Can you update the records starting at the line containing "Spot the long" and ending at the end of the records, swapping "dense forest" for "thick forest" and leaving everything else unchanged? Leave the pictures out of your answer.

____________

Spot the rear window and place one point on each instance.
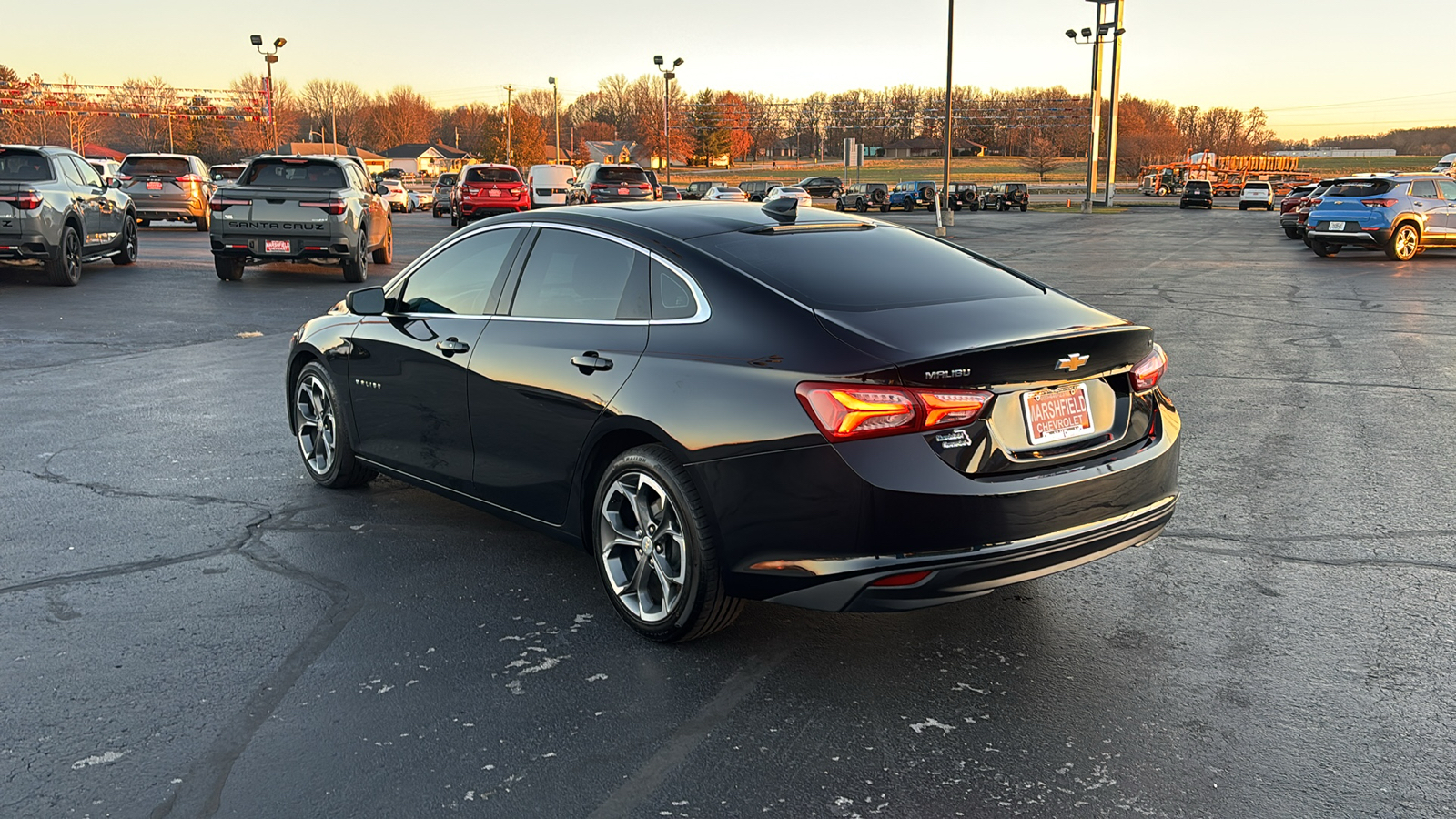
(881, 268)
(157, 165)
(1360, 188)
(24, 167)
(295, 174)
(492, 175)
(621, 175)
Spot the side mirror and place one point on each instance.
(368, 302)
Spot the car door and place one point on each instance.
(1446, 222)
(562, 344)
(408, 368)
(87, 200)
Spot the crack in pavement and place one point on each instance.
(1299, 560)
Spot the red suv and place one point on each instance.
(485, 189)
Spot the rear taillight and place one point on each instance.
(844, 411)
(25, 200)
(1150, 369)
(328, 206)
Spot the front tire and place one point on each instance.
(322, 431)
(1404, 244)
(66, 268)
(127, 252)
(655, 551)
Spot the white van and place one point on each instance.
(550, 182)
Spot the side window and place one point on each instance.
(1423, 188)
(672, 298)
(69, 169)
(459, 278)
(89, 175)
(575, 276)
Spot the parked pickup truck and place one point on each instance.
(300, 208)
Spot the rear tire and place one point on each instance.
(662, 573)
(356, 267)
(386, 252)
(127, 252)
(320, 428)
(229, 268)
(66, 268)
(1404, 244)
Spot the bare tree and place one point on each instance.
(1041, 159)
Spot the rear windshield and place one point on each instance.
(492, 175)
(848, 270)
(295, 174)
(1360, 188)
(24, 167)
(621, 175)
(157, 165)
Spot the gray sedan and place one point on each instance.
(56, 210)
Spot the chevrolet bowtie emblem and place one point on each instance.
(1072, 363)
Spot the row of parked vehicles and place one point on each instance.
(1401, 215)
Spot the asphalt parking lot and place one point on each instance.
(189, 627)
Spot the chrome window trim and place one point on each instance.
(703, 308)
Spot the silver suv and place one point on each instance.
(56, 210)
(167, 187)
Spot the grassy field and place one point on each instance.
(992, 169)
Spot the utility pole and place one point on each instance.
(945, 186)
(1111, 124)
(509, 89)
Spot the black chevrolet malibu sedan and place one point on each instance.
(728, 402)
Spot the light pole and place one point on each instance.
(1096, 38)
(669, 75)
(269, 57)
(555, 116)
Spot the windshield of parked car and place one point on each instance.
(155, 165)
(849, 270)
(24, 167)
(295, 174)
(621, 175)
(492, 175)
(1360, 188)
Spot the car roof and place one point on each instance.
(677, 220)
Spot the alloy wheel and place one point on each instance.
(315, 424)
(644, 548)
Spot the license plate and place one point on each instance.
(1057, 414)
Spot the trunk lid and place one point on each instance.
(995, 343)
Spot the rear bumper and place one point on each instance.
(817, 526)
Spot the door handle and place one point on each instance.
(589, 361)
(451, 346)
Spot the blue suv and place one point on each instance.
(1398, 213)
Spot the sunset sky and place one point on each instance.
(1317, 69)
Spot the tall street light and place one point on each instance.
(555, 114)
(669, 75)
(1096, 38)
(269, 57)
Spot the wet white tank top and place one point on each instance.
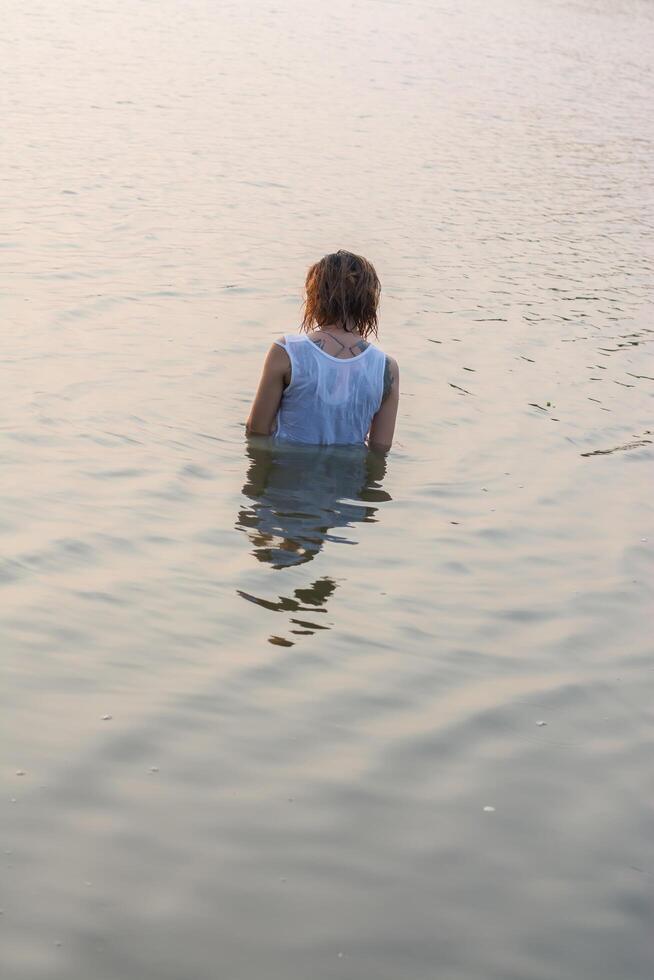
(330, 400)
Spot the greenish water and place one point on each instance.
(368, 720)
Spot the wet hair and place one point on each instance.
(342, 288)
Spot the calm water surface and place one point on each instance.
(322, 671)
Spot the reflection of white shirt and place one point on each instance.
(309, 491)
(330, 400)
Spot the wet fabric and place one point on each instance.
(330, 400)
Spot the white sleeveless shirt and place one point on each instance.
(330, 400)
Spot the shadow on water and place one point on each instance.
(298, 497)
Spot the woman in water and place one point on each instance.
(328, 385)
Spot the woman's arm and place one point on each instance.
(274, 378)
(382, 429)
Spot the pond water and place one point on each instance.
(291, 715)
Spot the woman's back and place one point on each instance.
(330, 400)
(331, 387)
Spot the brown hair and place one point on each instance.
(342, 288)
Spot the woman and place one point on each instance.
(328, 385)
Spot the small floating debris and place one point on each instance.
(618, 449)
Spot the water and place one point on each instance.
(322, 677)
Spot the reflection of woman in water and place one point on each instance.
(329, 385)
(298, 496)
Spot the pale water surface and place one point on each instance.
(322, 672)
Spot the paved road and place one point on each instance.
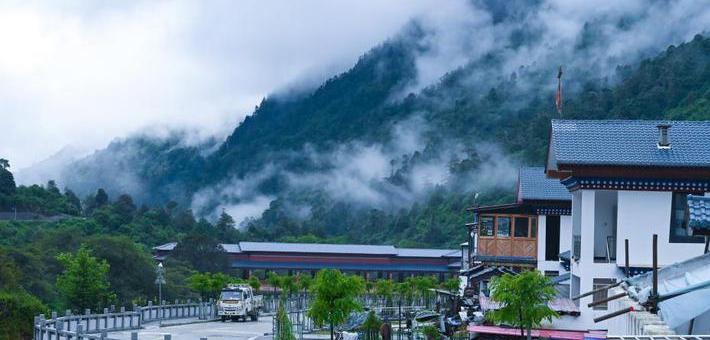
(212, 330)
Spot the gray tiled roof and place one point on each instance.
(421, 252)
(317, 248)
(534, 185)
(168, 246)
(698, 212)
(630, 143)
(325, 248)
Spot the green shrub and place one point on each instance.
(17, 311)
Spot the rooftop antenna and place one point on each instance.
(558, 95)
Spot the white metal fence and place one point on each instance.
(91, 326)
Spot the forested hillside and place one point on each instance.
(297, 155)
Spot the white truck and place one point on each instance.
(238, 301)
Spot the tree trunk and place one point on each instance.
(529, 332)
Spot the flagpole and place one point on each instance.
(558, 95)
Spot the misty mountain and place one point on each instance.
(380, 153)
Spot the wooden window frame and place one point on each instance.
(532, 219)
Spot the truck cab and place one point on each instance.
(238, 302)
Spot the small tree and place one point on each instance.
(289, 284)
(84, 281)
(335, 298)
(201, 283)
(405, 290)
(385, 290)
(523, 300)
(371, 327)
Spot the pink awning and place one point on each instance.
(540, 333)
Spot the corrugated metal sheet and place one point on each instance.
(560, 305)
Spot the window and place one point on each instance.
(521, 227)
(599, 283)
(503, 229)
(486, 226)
(552, 273)
(679, 233)
(552, 238)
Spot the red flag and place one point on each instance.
(558, 95)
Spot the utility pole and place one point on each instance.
(160, 281)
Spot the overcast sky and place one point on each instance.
(83, 73)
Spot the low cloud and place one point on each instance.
(388, 176)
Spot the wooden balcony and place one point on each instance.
(508, 235)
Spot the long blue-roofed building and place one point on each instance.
(371, 261)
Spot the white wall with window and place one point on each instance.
(644, 213)
(553, 238)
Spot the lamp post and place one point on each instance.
(160, 281)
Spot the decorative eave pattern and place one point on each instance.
(640, 184)
(553, 211)
(699, 213)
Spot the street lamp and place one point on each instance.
(160, 281)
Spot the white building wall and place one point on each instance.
(565, 237)
(565, 233)
(584, 267)
(642, 214)
(639, 215)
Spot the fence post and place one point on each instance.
(105, 319)
(123, 318)
(87, 312)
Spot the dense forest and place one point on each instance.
(140, 192)
(460, 127)
(55, 231)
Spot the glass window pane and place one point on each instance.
(503, 227)
(521, 227)
(678, 232)
(486, 226)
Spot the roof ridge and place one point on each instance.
(608, 121)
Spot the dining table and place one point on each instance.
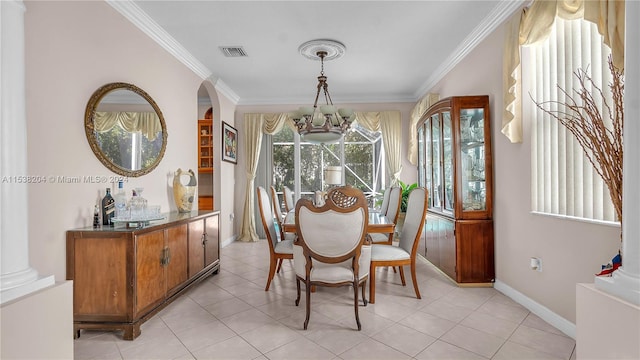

____________

__Solution for this task__:
Spot the long blue-roofed building and place one point on each instance.
(371, 261)
Spot the white wall with window and place one point on each instance.
(644, 213)
(553, 238)
Spot the lamp post and place one point on each instance.
(160, 281)
Spot the decorative eave pattern and place one point on each instance.
(640, 184)
(553, 211)
(699, 213)
Spot the street lamp and place one point on each instance.
(160, 281)
Spot the white building wall and place one point on each instance.
(565, 237)
(565, 233)
(584, 267)
(642, 214)
(639, 215)
Spot the fence post and place one point on each instance.
(105, 319)
(123, 318)
(87, 312)
Spot the thick forest and place one point on each instance.
(140, 192)
(460, 127)
(55, 231)
Spot the glass window pane and place one point on each instance.
(503, 227)
(521, 227)
(678, 232)
(486, 226)
Spot the roof ridge and place one point on each instance.
(608, 121)
Spot the dining table and place one point on each instance.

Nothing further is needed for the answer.